When the defendant advised the plaintiff of this, the plaintiff lodged caveats against locations 4996 and 4997. This led to the settlement being postponed. As indicated in earlier discussion, when the original caveats lapsed, the plaintiff was eventually obliged to seek leave to lodge further caveats (being the caveats the subject of the present application). The plaintiff as caveator seeks to restrain any dealing with the subject locations unless the dealing be expressed as subject to the caveator's claim (that is, the plaintiff's claim of an estate or interest in the land under and by virtue of an equitable proprietary estoppel).
The defendant said in his second affidavit (at par 1.37) in answer to the plaintiff's par 37 allegation (mentioned earlier) that "at no time did I actively or knowingly encourage the plaintiff to assume he had any permanent proprietary interest in my land. I note that the plaintiff confirms that it was merely an assumption on his part." The defendant said also that in 2002 he ordered the plaintiff orally to vacate location 4997.
In his second or answering affidavit, the plaintiff disputed many matters of detail concerning the vexed history of the relationship between the parties, especially since the division of the original Dartmoor Farm in 1991, and referred to a discussion about the mutual first options proposal at the office of the plaintiff's lawyer at the time of the division. The plaintiff alleged that the defendant agreed to this proposition. The plaintiff denied that there was any conversation at a later stage to the effect that he (the plaintiff) would only use the shearing sheds for three or four years, or that reminders to that effect were given.
To my mind, it is significant that a plaintiff does not in his answering affidavit purport to identify any conversation or event that bears upon a supposed representation or arrangement concerning a perpetual licence over location 4996 of the kind contended for. The plaintiff simply asserts (at par 37) that "the first defendant's conduct led me to believe that I had a perpetual licence to use part of location 4996".
The plaintiff asserted, at par 73 of his affidavit, that the defendant's sale of the new Dartmoor Farm to Magnolia Holdings was in breach of the oral mutual first options agreement. The plaintiff referred also to an offer made by him dated 24 March 2005 to acquire the defendant's Dartmoor Farm (that is, after the defendant's sale to Magnolia Holdings).
Statement of claim
The plaintiff's pleaded case reflects the allegations set out in his affidavits. For the moment, I will put to one side certain amendments to the statement of claim that were applied for at the hearing and deal with the statement of claim in its original form.
The plaintiff pleads, at pars 4 and 6, that "by virtue of the conduct of the parties", the plaintiff claims a caveatable interest of equitable proprietary estoppel with respect to locations 4996 and 4997 being a perpetual licence of the kind referred to in earlier discussion.

= Aim of the exercise =
Write out the passage on the caveat dispute word for word, everything from "The defendant said in" down to "vacate location 4997.".

= Data extract =

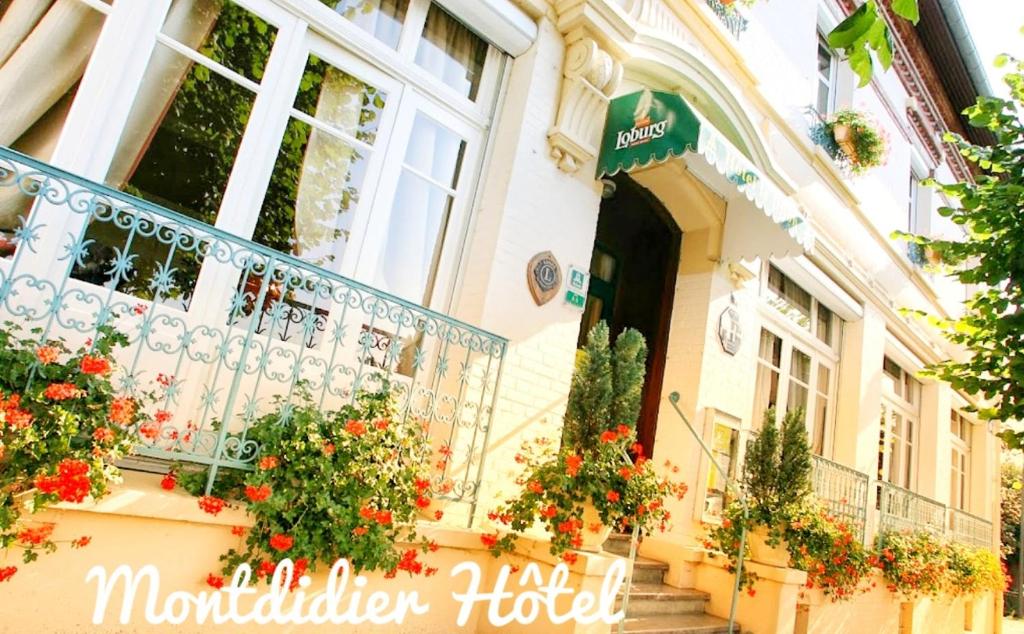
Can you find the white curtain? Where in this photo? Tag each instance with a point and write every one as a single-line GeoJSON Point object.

= Worked solution =
The defendant said in his second affidavit (at par 1.37) in answer to the plaintiff's par 37 allegation (mentioned earlier) that "at no time did I actively or knowingly encourage the plaintiff to assume he had any permanent proprietary interest in my land. I note that the plaintiff confirms that it was merely an assumption on his part." The defendant said also that in 2002 he ordered the plaintiff orally to vacate location 4997.